## Set task
Repeat each entry as written, dropping any picture you find.
%%
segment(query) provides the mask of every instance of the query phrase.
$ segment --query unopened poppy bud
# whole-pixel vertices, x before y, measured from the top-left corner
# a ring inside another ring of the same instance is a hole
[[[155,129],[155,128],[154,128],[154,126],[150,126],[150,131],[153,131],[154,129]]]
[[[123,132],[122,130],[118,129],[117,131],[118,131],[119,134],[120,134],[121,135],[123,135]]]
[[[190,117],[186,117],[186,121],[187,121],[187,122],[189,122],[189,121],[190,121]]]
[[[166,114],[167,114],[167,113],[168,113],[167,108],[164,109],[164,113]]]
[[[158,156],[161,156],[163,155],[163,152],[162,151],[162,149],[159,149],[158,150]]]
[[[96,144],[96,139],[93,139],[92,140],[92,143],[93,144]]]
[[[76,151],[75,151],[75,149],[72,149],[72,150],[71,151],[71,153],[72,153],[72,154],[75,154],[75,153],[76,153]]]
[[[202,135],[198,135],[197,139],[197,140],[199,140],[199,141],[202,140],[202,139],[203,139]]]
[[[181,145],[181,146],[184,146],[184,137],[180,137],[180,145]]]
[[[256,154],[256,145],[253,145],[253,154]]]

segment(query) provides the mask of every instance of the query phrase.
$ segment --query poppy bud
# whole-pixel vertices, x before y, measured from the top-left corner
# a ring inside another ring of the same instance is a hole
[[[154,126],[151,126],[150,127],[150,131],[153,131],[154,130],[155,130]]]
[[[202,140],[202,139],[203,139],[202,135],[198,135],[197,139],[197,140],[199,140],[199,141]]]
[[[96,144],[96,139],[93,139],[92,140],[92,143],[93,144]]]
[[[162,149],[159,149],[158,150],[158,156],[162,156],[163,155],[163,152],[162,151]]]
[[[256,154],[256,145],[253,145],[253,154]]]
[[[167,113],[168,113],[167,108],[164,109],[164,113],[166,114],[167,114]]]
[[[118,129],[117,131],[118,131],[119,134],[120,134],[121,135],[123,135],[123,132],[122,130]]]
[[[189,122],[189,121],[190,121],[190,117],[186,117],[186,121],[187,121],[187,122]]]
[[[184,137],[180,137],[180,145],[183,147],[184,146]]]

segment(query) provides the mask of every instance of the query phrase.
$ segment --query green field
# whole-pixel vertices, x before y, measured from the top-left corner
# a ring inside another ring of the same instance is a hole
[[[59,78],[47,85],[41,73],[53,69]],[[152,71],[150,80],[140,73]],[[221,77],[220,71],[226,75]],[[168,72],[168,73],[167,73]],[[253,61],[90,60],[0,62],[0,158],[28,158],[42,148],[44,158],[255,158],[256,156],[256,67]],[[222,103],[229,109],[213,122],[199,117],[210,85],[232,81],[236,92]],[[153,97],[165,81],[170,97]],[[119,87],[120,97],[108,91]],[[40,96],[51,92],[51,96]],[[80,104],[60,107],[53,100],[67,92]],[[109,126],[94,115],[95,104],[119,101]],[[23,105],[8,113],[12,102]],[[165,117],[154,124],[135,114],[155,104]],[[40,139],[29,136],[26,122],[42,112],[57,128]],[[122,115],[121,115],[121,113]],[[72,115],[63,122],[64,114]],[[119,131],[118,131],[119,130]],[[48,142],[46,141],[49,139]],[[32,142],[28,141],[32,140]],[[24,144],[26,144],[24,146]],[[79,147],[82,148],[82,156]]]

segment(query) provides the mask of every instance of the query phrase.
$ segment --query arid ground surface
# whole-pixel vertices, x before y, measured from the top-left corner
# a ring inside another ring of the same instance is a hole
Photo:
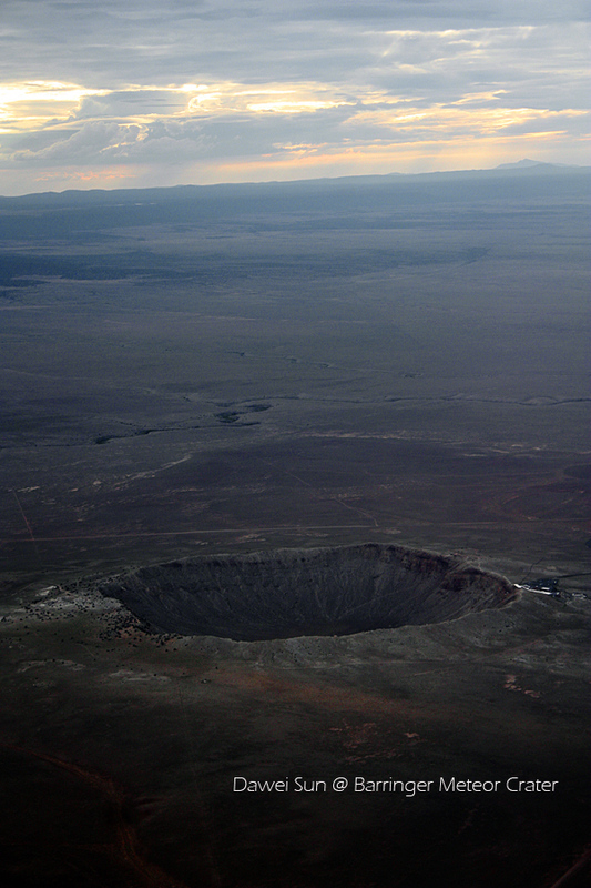
[[[4,884],[587,884],[588,182],[0,200]],[[364,544],[561,595],[249,642],[101,593]]]

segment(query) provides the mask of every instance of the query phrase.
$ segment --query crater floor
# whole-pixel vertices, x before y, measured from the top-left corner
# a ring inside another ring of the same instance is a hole
[[[101,591],[159,632],[237,642],[441,623],[514,598],[502,577],[370,543],[170,562]]]

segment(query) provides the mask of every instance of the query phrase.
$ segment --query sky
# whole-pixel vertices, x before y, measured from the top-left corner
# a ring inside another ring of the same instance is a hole
[[[587,0],[2,0],[0,194],[589,164]]]

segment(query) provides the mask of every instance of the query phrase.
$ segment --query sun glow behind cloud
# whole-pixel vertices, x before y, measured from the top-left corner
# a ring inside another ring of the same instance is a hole
[[[47,2],[59,19],[63,7]],[[318,4],[261,18],[258,3],[246,14],[228,2],[224,18],[210,0],[194,12],[171,0],[142,18],[137,2],[123,22],[106,2],[110,31],[88,43],[88,61],[81,46],[61,71],[45,41],[33,77],[0,84],[0,192],[59,185],[60,171],[65,184],[102,175],[109,186],[465,169],[526,152],[585,162],[580,22],[491,23],[493,2],[482,27],[432,27],[436,10],[421,7],[411,27],[393,28],[387,12],[365,21],[363,9]],[[408,19],[408,4],[391,6]]]

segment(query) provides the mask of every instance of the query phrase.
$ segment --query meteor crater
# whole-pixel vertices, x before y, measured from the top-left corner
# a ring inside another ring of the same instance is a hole
[[[442,623],[516,597],[502,577],[451,557],[373,543],[187,558],[101,592],[157,632],[236,642]]]

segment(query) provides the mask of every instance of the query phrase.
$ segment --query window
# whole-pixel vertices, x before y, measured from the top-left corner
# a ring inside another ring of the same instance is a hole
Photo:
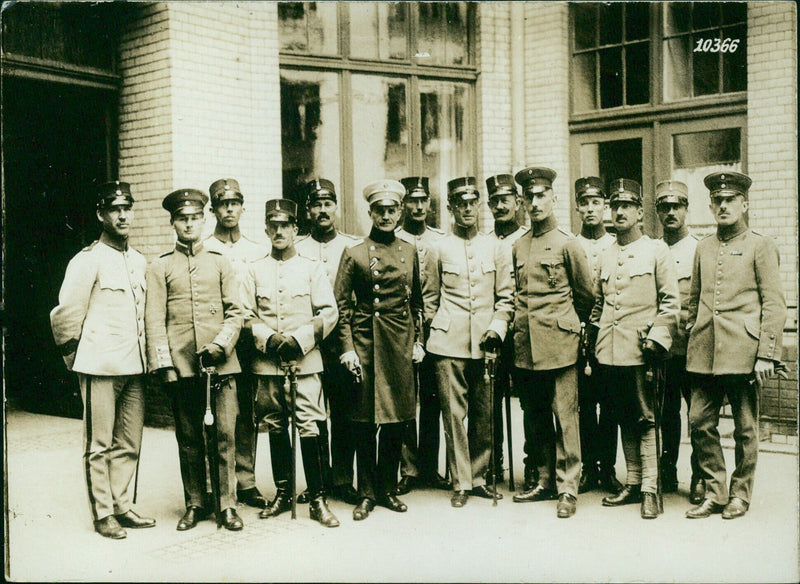
[[[363,187],[430,178],[442,226],[447,181],[474,174],[474,3],[281,3],[284,196],[334,182],[340,227],[365,234]],[[307,230],[306,225],[301,225]]]

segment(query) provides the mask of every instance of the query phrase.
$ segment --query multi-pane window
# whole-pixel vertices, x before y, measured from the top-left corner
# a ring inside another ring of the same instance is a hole
[[[586,112],[650,101],[650,5],[573,5],[572,109]]]
[[[663,7],[664,101],[747,89],[747,4]]]
[[[475,169],[474,10],[467,2],[280,3],[284,196],[302,206],[305,181],[328,178],[340,226],[364,234],[363,187],[422,175],[429,223],[442,225],[447,181]]]

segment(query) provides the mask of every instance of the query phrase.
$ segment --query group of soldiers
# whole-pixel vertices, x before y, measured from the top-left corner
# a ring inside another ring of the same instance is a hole
[[[683,397],[694,505],[686,516],[744,515],[759,393],[783,372],[786,318],[777,247],[747,226],[750,179],[706,177],[717,230],[701,241],[686,226],[681,182],[656,186],[664,236],[651,239],[636,181],[577,180],[575,236],[557,224],[555,179],[543,167],[488,178],[488,233],[477,227],[474,177],[447,183],[449,233],[427,225],[426,177],[379,180],[363,190],[372,227],[357,238],[336,228],[335,187],[318,178],[306,185],[306,236],[295,202],[267,201],[268,245],[242,235],[244,196],[236,180],[220,179],[210,197],[166,196],[176,242],[149,266],[128,245],[130,185],[102,185],[100,238],[70,262],[51,313],[84,401],[95,530],[119,539],[155,525],[130,497],[147,382],[172,398],[181,531],[212,514],[241,530],[237,503],[269,518],[307,502],[326,527],[339,525],[328,496],[353,505],[355,521],[376,505],[406,511],[399,496],[416,488],[449,490],[456,508],[470,496],[496,504],[512,388],[525,454],[514,502],[557,500],[557,516],[568,518],[579,493],[602,488],[603,505],[638,503],[643,518],[657,517],[661,493],[678,489]],[[209,198],[216,226],[203,239]],[[726,397],[736,426],[730,488],[717,430]],[[261,424],[270,502],[256,487]],[[614,471],[618,427],[624,484]]]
%%
## Answer for this exercise
segment(query) provides the mask of every instance of the query phrase.
$ segment --query unopened poppy bud
# whole-pixel vertices, x before y, measured from the top-left corner
# a ring inside another ring of the same instance is a hole
[[[155,129],[155,128],[154,128],[154,126],[150,126],[150,131],[153,131],[154,129]]]
[[[123,132],[122,130],[118,129],[117,131],[118,131],[119,134],[120,134],[121,135],[123,135]]]
[[[190,117],[186,117],[186,121],[187,121],[187,122],[189,122],[189,121],[190,121]]]
[[[166,114],[167,114],[167,113],[168,113],[167,108],[164,109],[164,113]]]
[[[158,156],[161,156],[163,155],[163,152],[162,151],[162,149],[159,149],[158,150]]]
[[[96,144],[96,139],[93,139],[92,140],[92,143],[93,144]]]
[[[76,151],[75,151],[75,149],[72,149],[72,150],[71,151],[71,153],[72,153],[72,154],[75,154],[75,153],[76,153]]]
[[[202,135],[198,135],[197,139],[197,140],[199,140],[199,141],[202,140],[202,139],[203,139]]]
[[[181,145],[181,146],[184,146],[184,137],[180,137],[180,145]]]
[[[256,154],[256,145],[253,145],[253,154]]]

segment(query) provides the mask of every instance of the query phrase.
$ segment --query poppy bud
# whole-pixel vertices, x before y, measured from the top-left corner
# a ring inside another ring of the same instance is a hole
[[[154,126],[151,126],[150,127],[150,131],[153,131],[154,130],[155,130]]]
[[[202,140],[202,139],[203,139],[202,135],[198,135],[197,139],[197,140],[199,140],[199,141]]]
[[[96,144],[96,139],[93,139],[92,140],[92,143],[93,144]]]
[[[162,149],[159,149],[158,150],[158,156],[162,156],[163,155],[163,152],[162,151]]]
[[[256,154],[256,145],[253,145],[253,154]]]
[[[167,113],[168,113],[167,108],[164,109],[164,113],[166,114],[167,114]]]
[[[118,129],[117,131],[118,131],[119,134],[120,134],[121,135],[123,135],[123,132],[122,130]]]
[[[189,122],[189,121],[190,121],[190,117],[186,117],[186,121],[187,121],[187,122]]]
[[[184,137],[180,137],[180,145],[183,147],[184,146]]]

segment(query) provides the mask of every instance of the query phrase.
$ segment --query green field
# whole-pixel vertices, x before y, measured from the top-left corner
# a ring inside another ring of the same instance is a hole
[[[59,78],[47,85],[41,73],[53,69]],[[152,71],[150,80],[140,73]],[[221,77],[220,71],[226,75]],[[168,72],[168,73],[167,73]],[[253,61],[90,60],[0,62],[0,158],[28,158],[42,148],[44,158],[255,158],[256,156],[256,67]],[[222,103],[229,109],[213,122],[199,117],[210,85],[232,81],[236,92]],[[153,97],[165,81],[170,97]],[[119,87],[120,97],[108,91]],[[40,96],[51,92],[51,96]],[[80,104],[60,107],[53,100],[67,92]],[[109,126],[94,115],[95,104],[119,101]],[[23,105],[8,113],[12,102]],[[165,117],[154,124],[135,114],[155,104]],[[40,139],[29,136],[26,122],[42,112],[57,128]],[[122,115],[121,115],[121,113]],[[72,115],[63,122],[64,114]],[[119,131],[118,131],[119,130]],[[48,142],[46,141],[49,139]],[[32,142],[28,141],[32,140]],[[24,144],[26,144],[24,146]],[[79,147],[82,148],[82,156]]]

segment(query) provides the mask of every instance of the query phrase.
$ segment --query arid ground surface
# whole-pixel vertices, x before y, measured from the top-left corner
# a ring inside another ring of the same instance is a hole
Photo:
[[[4,884],[587,884],[588,182],[0,200]],[[364,544],[561,595],[249,642],[101,593]]]

segment(query) provides the mask of every instance of the query phrase.
$ segment --query crater floor
# whole-pixel vertices, x before y, measured from the top-left corner
# a ring inside another ring of the same instance is a hole
[[[101,591],[159,632],[237,642],[441,623],[514,598],[502,577],[370,543],[170,562]]]

segment(query) provides the mask of every instance of the query phrase.
$ segment --query sky
# whole-pixel vertices, x before y, measured from the top-left corner
# a ring inside another ring of the same instance is a hole
[[[587,0],[2,0],[0,194],[589,164]]]

segment(query) provides the mask of every instance of the query phrase.
$ segment --query sun glow behind cloud
# whole-pixel vertices, x before y, measured from the top-left corner
# a ring inside another ring of the same instance is a hole
[[[47,2],[59,19],[63,7]],[[318,4],[261,18],[258,3],[246,14],[228,2],[224,18],[210,0],[194,12],[171,0],[142,18],[137,2],[123,22],[106,2],[110,31],[88,43],[88,61],[81,46],[61,71],[45,41],[33,77],[0,84],[0,192],[59,185],[60,171],[65,184],[102,175],[109,186],[465,169],[526,152],[585,162],[580,22],[491,23],[493,2],[482,27],[432,27],[436,10],[421,7],[411,27],[393,28],[387,12],[365,21],[363,9]],[[408,19],[408,4],[391,6]]]

segment(query) provides the mask of every instance of the query phrase.
$ segment --query meteor crater
# whole-pixel vertices, x before y, measured from the top-left corner
# a ring inside another ring of the same instance is a hole
[[[442,623],[516,597],[502,577],[451,557],[373,543],[187,558],[101,592],[157,632],[236,642]]]

segment(query) provides the mask of every instance of the query phrase.
$ segment --query window
# whole-pixel vertices, x before y, measured from the top-left corner
# a ring inside another ring of the same instance is a hole
Photo:
[[[363,187],[430,178],[442,226],[447,181],[474,174],[474,3],[281,3],[284,196],[334,182],[340,227],[365,234]],[[307,230],[306,225],[301,225]]]

segment(query) provides the mask of every instance of the query phrase.
$ segment --query multi-pane window
# whole-pixel vertices, x before y, measured from the top-left corner
# a ring inside another ring of the same instance is a hole
[[[586,112],[650,101],[650,5],[573,5],[572,109]]]
[[[663,7],[664,101],[747,89],[747,4]]]
[[[475,169],[474,10],[467,2],[280,3],[284,196],[302,206],[305,181],[328,178],[340,226],[364,234],[363,187],[422,175],[429,223],[442,225],[447,181]]]

segment(query) provides the mask of every instance of the query phrase.
$ segment --query group of soldiers
# whole-pixel vertices, x before y, measured from the top-left corner
# a ring inside another ring of the same instance is a hole
[[[683,397],[694,505],[686,516],[744,515],[759,393],[783,372],[786,318],[777,247],[747,226],[750,179],[706,177],[717,230],[701,241],[686,226],[681,182],[656,186],[664,236],[651,239],[636,181],[577,180],[575,236],[557,224],[555,179],[543,167],[488,178],[488,233],[477,227],[474,177],[447,183],[449,233],[427,225],[426,177],[379,180],[363,190],[372,227],[357,238],[336,228],[335,187],[318,178],[306,185],[306,236],[295,202],[267,201],[268,245],[242,235],[244,196],[236,180],[220,179],[210,197],[166,196],[176,242],[149,266],[128,245],[130,185],[102,185],[100,238],[70,262],[51,313],[84,401],[95,530],[119,539],[155,525],[130,497],[147,382],[172,398],[181,531],[212,514],[241,530],[237,503],[269,518],[307,502],[326,527],[339,525],[328,496],[353,505],[355,521],[376,505],[406,511],[399,496],[416,488],[449,490],[456,508],[470,496],[496,504],[512,388],[525,454],[514,502],[557,500],[557,516],[568,518],[579,493],[602,488],[603,505],[638,503],[643,518],[657,517],[661,493],[678,489]],[[209,198],[216,226],[203,239]],[[726,397],[736,426],[730,488],[717,430]],[[261,424],[270,502],[256,487]],[[614,471],[618,427],[624,484]]]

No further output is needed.